About this exercise: Write out the data below exactly, beginning with the first line and ending once the line that has "Target: living room wall" is written.

▶

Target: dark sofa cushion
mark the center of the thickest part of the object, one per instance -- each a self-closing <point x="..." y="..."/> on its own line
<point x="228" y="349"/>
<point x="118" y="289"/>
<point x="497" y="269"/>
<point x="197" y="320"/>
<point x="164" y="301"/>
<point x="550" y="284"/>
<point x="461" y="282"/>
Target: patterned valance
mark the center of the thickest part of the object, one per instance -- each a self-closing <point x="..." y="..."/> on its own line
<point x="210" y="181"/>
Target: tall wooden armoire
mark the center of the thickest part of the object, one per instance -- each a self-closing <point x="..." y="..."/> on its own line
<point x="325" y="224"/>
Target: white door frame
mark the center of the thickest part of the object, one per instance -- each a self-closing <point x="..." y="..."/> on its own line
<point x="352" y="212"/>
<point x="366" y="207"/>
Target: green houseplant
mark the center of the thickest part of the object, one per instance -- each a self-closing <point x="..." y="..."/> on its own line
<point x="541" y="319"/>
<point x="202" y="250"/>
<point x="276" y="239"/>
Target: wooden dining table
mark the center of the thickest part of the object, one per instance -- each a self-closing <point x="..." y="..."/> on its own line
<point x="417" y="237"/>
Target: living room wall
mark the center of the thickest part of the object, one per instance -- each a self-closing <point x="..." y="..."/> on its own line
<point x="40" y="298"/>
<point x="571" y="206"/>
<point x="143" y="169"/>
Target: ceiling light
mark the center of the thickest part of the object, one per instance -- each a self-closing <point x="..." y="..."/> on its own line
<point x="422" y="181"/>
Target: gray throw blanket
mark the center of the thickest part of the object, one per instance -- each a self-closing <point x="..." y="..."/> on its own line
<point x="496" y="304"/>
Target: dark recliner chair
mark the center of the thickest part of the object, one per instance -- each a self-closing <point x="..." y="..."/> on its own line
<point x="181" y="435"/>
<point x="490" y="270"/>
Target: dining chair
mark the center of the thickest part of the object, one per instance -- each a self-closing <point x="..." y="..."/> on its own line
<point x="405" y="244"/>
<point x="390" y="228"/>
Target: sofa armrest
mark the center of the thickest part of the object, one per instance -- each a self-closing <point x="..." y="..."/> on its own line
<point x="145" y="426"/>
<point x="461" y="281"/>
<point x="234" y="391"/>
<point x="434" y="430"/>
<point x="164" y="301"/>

◀

Answer area:
Target: dark sofa cushion
mark the center of the thickest part of the object, one per instance -- each a self-closing <point x="..." y="..."/> on its own line
<point x="228" y="349"/>
<point x="118" y="289"/>
<point x="497" y="269"/>
<point x="197" y="320"/>
<point x="164" y="301"/>
<point x="550" y="284"/>
<point x="461" y="282"/>
Target: patterned valance
mark the center of the thickest part of the object, one per instance -- each a self-closing <point x="..." y="..."/> on its own line
<point x="210" y="181"/>
Target: tall wooden armoire
mark the center of the thickest part of the object, one per instance -- each a self-closing <point x="..." y="..."/> on its own line
<point x="325" y="224"/>
Target: white door frame
mark the center of the thickest part of the object, one per instance -- each a self-closing <point x="..." y="..."/> on its own line
<point x="352" y="212"/>
<point x="366" y="207"/>
Target: green houseplant
mark the center of the thickest part of the object, one per instance -- each a self-closing <point x="..." y="..."/> on its own line
<point x="541" y="319"/>
<point x="202" y="250"/>
<point x="276" y="239"/>
Target: wooden dining table
mark the center of the thickest part of the object, one per instance -- each a self-closing <point x="..." y="..."/> on its own line
<point x="417" y="237"/>
Target: living room wall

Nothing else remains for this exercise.